Problem
Update the rows below by replacing "Reviewer note" with "Annotator note" wherever it appears, leaving every other character unchanged.

-- begin Input data --

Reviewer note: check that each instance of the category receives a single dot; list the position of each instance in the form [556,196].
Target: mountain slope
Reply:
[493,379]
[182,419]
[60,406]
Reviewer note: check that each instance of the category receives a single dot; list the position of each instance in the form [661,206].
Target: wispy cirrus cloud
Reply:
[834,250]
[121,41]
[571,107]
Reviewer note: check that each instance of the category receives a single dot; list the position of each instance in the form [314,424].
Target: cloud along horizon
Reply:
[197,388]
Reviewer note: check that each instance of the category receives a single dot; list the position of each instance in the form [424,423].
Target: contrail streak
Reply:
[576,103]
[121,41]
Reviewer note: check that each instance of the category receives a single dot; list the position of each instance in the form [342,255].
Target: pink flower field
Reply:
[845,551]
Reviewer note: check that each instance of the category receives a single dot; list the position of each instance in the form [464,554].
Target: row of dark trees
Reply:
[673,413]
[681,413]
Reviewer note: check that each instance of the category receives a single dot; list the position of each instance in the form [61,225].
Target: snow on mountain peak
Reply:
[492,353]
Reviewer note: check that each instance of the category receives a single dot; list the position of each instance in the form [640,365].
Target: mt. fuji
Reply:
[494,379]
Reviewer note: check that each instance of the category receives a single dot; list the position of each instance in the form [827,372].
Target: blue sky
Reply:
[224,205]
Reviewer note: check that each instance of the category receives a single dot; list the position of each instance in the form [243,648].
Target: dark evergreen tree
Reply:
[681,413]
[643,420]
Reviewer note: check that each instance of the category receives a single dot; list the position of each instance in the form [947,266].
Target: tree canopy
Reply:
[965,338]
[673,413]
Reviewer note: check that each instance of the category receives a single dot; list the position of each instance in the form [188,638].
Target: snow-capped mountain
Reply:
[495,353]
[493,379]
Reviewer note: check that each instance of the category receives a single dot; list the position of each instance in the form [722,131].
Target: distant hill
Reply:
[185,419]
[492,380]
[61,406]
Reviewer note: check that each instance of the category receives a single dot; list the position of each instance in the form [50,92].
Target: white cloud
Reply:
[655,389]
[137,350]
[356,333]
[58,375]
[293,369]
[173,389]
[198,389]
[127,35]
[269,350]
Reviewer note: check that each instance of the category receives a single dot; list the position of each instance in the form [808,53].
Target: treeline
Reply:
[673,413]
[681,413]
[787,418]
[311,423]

-- end Input data --

Solution
Annotator note: check that each instance of the category receives a single dot; list the position of each instance in the form [556,196].
Target: mountain slope
Reply:
[493,379]
[182,419]
[60,406]
Annotator note: check that each instance of the category receives a single dot; list the position of each instance in the form [661,206].
Target: wispy cirrus cloud
Reply:
[834,250]
[121,41]
[571,107]
Annotator note: check that each instance of the category receives a single dot; list the position of each instance in the form [314,424].
Target: cloud along horizon
Reply:
[197,388]
Annotator note: check that each instance of the category receives a single dot; list the position of each instance in the form [424,423].
Target: contrail streak
Reply:
[576,103]
[121,41]
Annotator note: check that each instance of the category receives a single dot; list the position of each instance in the form [342,255].
Target: pink flower field
Reply:
[845,551]
Annotator note: check that each instance of the category receives a single dot; list the position of each instance in the form [464,554].
Target: row of dark trees
Reply:
[673,413]
[681,413]
Annotator note: check that each instance of the category receives a single dot; list the position of each instance in the form [61,225].
Target: snow on mountain peak
Reply:
[492,353]
Annotator note: check that each instance of the category receives a single dot; list the position of each instance in the form [640,365].
Target: mt. fuji
Reply:
[494,379]
Annotator note: check that each instance of the category receives a single dot; list the position of each instance in the form [827,372].
Target: blue sky
Reply:
[224,205]
Annotator note: check that each instance of the category receives a single dot; list the position of each instance in the form [243,648].
Target: dark evergreen tree
Reply:
[681,413]
[643,420]
Annotator note: check that each instance of the category receives a single dot; list the position of each instance in the form [947,266].
Target: tree canopy
Reply:
[965,338]
[673,413]
Annotator note: check that each instance of the category receives a single dot; list the position of each instance in the form [188,638].
Target: snow-capped mountain
Reply:
[495,353]
[493,379]
Annotator note: check that each instance of the category receives a single dot; list the position of each instance in the form [722,131].
Target: distant hill
Reply:
[185,419]
[492,380]
[61,406]
Annotator note: check that each instance of the category receives a single dot; list the position of each instance in the form [50,92].
Target: white cloud
Reply:
[655,389]
[137,350]
[356,333]
[58,375]
[293,369]
[173,389]
[198,389]
[127,35]
[269,350]
Annotator note: check that each instance of the category receives a single dot; list the position of each instance in the form [808,53].
Target: treeline
Reply:
[673,413]
[681,413]
[787,418]
[311,423]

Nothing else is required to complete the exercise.